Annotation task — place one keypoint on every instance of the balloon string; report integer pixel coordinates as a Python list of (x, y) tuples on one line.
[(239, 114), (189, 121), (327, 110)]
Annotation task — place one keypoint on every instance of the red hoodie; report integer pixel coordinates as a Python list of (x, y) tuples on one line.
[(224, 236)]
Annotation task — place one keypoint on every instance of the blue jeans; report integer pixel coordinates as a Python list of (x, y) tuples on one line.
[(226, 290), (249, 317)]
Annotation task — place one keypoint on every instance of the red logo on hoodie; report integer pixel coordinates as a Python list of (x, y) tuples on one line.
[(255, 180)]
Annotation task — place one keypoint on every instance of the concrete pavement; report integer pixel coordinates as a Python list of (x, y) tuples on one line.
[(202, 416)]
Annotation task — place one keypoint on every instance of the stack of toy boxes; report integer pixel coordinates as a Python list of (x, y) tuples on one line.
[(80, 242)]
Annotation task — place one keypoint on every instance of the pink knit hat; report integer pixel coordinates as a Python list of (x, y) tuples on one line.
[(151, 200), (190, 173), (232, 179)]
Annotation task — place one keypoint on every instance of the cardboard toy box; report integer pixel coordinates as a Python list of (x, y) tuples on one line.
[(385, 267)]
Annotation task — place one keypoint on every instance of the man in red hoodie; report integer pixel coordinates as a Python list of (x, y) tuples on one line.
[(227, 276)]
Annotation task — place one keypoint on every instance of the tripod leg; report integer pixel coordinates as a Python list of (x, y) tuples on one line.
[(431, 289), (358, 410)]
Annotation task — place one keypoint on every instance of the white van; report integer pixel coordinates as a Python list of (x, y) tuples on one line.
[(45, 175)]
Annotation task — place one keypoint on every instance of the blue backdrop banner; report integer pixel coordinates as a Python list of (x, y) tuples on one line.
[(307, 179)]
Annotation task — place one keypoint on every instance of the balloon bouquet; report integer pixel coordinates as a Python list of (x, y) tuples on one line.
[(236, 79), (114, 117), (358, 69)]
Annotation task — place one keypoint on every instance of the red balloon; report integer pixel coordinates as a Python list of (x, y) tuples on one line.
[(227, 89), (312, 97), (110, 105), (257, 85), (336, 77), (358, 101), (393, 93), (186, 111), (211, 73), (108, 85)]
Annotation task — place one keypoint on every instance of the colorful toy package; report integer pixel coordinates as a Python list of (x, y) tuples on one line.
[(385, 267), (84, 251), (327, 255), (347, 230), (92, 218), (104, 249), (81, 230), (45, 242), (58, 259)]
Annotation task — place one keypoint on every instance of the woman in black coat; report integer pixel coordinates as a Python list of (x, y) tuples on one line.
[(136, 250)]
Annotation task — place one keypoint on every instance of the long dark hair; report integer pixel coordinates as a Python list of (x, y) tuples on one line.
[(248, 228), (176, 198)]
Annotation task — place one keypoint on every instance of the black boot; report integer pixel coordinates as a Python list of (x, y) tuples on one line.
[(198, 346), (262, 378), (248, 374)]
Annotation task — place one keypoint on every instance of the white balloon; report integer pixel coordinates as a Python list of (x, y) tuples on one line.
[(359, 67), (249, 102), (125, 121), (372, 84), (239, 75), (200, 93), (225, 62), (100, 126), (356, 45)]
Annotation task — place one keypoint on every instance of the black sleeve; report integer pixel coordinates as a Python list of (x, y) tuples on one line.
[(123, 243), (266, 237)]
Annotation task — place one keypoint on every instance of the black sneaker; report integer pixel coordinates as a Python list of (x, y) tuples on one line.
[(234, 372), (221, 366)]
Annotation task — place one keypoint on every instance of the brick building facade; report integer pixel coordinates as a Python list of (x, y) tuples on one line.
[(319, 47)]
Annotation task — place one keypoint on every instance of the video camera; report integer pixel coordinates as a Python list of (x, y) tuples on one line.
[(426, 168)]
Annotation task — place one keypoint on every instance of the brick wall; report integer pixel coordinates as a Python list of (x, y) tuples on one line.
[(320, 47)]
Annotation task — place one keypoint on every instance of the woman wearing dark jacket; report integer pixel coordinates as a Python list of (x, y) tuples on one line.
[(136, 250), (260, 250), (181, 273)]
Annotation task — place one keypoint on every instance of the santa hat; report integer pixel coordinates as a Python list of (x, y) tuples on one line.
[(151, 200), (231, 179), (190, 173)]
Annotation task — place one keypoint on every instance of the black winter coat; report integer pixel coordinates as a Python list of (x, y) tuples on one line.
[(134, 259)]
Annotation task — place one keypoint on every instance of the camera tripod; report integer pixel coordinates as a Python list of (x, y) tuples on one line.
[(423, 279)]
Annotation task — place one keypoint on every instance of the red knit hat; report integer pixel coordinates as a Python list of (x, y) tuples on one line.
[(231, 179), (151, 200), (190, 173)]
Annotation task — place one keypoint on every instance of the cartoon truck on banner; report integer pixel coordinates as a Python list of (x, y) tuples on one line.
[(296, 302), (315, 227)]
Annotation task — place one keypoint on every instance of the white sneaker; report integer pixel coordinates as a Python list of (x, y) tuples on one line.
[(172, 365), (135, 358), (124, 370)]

> [Problem to work on]
Format all of the records above as a numbered list, omitting any blank lines.

> [Output for this exercise]
1. Annotation task — place one keypoint on every instance of the balloon string; report integer pixel coordinates as a Python list of (x, y) tuples on one line.
2. [(239, 114), (189, 121), (327, 110)]
3. Annotation task — place one keypoint on every instance of the red hoodie; report integer pixel coordinates as a Python list of (x, y) tuples on one line.
4. [(224, 236)]
5. Annotation task — place one keypoint on every instance of the blue jeans; report integer pixel coordinates as a Python list of (x, y) tuples on one line.
6. [(226, 290), (249, 317)]
7. Annotation task — place one keypoint on every instance of the red logo on hoodie; report integer pixel coordinates as a Python list of (x, y) tuples on one line.
8. [(255, 180)]
9. Annotation task — place one keypoint on every instance of the concrete pavement; report integer pixel coordinates as a Python list of (x, y) tuples on one line.
10. [(202, 416)]
11. Annotation task — place one keypoint on every instance of the stack of toy boxes; report integer pixel coordinates as a Python list of (x, y) tuples on one line.
12. [(80, 242)]
13. Annotation task — place one keypoint on every instance of the pink knit hat; report integer pixel coordinates as a Python list of (x, y) tuples on one line.
14. [(151, 200), (190, 173), (232, 179)]
15. Annotation task — place one keypoint on every instance of the cardboard toy box; report integer pixel coordinates as a Python list of (x, y) tuples on one line.
16. [(385, 267)]
17. Annotation task — place one keypoint on every instance of the man in red hoodie; report integer pixel coordinates as a Python list of (x, y) tuples on one line.
18. [(227, 276)]
19. Annotation task — place one keypoint on every instance of the tripod leg; report integer pixel coordinates as a Python list of (x, y) tuples on one line.
20. [(431, 289), (358, 410)]
21. Annotation task — place one keypoint on every instance of the white van; report integer pixel coordinates as a Python list of (x, y) tuples on one line.
22. [(45, 175)]
23. Annotation task — place one keypoint on every instance of the blue backdrop banner; report integer pixel coordinates as a Python list of (x, y) tuples on one line.
24. [(307, 179)]
25. Annotation task — place one keypoint on every instance of the balloon bouquet; report integer pixel coordinates as a Python list of (x, y) tuples on one line.
26. [(236, 79), (114, 117), (358, 69)]
27. Annotation task — place one keypoint on every instance of the red balloon; report integer pixel coordinates as a Python list of (x, y) tuples on one line.
28. [(227, 89), (312, 97), (110, 105), (257, 85), (336, 77), (358, 101), (393, 93), (186, 111), (211, 73), (108, 85)]
29. Annotation task — place one keypoint on every instance of the colorful toy package; report integer pixel coordinates as a Python list of (x, y) tuples on one line.
30. [(385, 267), (84, 251), (327, 255), (347, 230), (92, 218), (104, 249), (81, 230), (45, 242), (58, 259)]
31. Annotation task — place one keypoint on every instance of the woman in black coat; report integer pixel coordinates as a Python list of (x, y) tuples on one line.
32. [(136, 250)]
33. Annotation task — place one keypoint on every instance of the long dark hair; report integer pixel coordinates as a Python list of (x, y) tuples on one line.
34. [(248, 228), (176, 198)]
35. Annotation task — place one keypoint on every instance of the black boot; report integer pixel coordinates as a Python list of (x, y) tuples on one line.
36. [(198, 346), (262, 378), (248, 374)]
37. Annotation task — place one keypoint on every instance of the white balloon; report integer pixel coordinates as a Python list of (x, y) tuples on one line.
38. [(359, 67), (249, 102), (125, 121), (372, 84), (239, 75), (200, 93), (225, 62), (100, 126), (356, 45)]
39. Annotation task — place one keypoint on every instance of the black sleeve; report integer pixel coordinates as a Python list of (x, y) tuples on one line.
40. [(123, 243), (266, 237)]
41. Annotation task — place one keypoint on every instance of the black sneaker; report integer pixel coordinates as a Python list of (x, y) tuples on one line.
42. [(234, 372), (221, 366)]
43. Annotation task — place one keypoint on every instance of the brick building facade; report integer pixel coordinates as a Python list of (x, y) tuples on one line.
44. [(319, 47)]
45. Annotation task — place one keypoint on every instance of the video camera; report integer pixel coordinates as a Python list of (x, y) tuples on one line.
46. [(426, 168)]
47. Annotation task — place one keypoint on every instance of the brick wall; report integer pixel coordinates as a Python list of (x, y) tuples on one line.
48. [(320, 47)]
49. Annotation task — place one keypoint on every instance of the woman wearing dark jacket; report integer pixel coordinates as a Python list of (x, y) tuples on one line.
50. [(136, 250), (260, 250), (181, 273)]
51. Annotation task — place one keypoint on every instance of the santa hat; report integer pixel coordinates as a Python list of (x, y) tuples on one line.
52. [(151, 200), (231, 179), (190, 173)]
53. Annotation task — place one keypoint on every instance of the black winter coat; report integer pixel coordinates as a Python list of (x, y) tuples on one line.
54. [(134, 259)]
55. Annotation task — place one keypoint on every instance of the camera tripod; report integer pixel coordinates as a Python list of (x, y) tuples on one line.
56. [(423, 279)]
57. Annotation task — place one keypoint on every instance of the red knit hat; report integer pixel coordinates as a Python list of (x, y) tuples on one line.
58. [(231, 179), (151, 200), (190, 173)]
59. Annotation task — place one keypoint on every instance of the cartoon truck on banner; report integer pixel coordinates as a Python list of (x, y) tuples on one line.
60. [(296, 302), (315, 227)]
61. Annotation task — place one keypoint on every instance of the white sneaker; report integer pixel coordinates as a Python list of (x, y) tuples on one line.
62. [(172, 365), (135, 358), (124, 370)]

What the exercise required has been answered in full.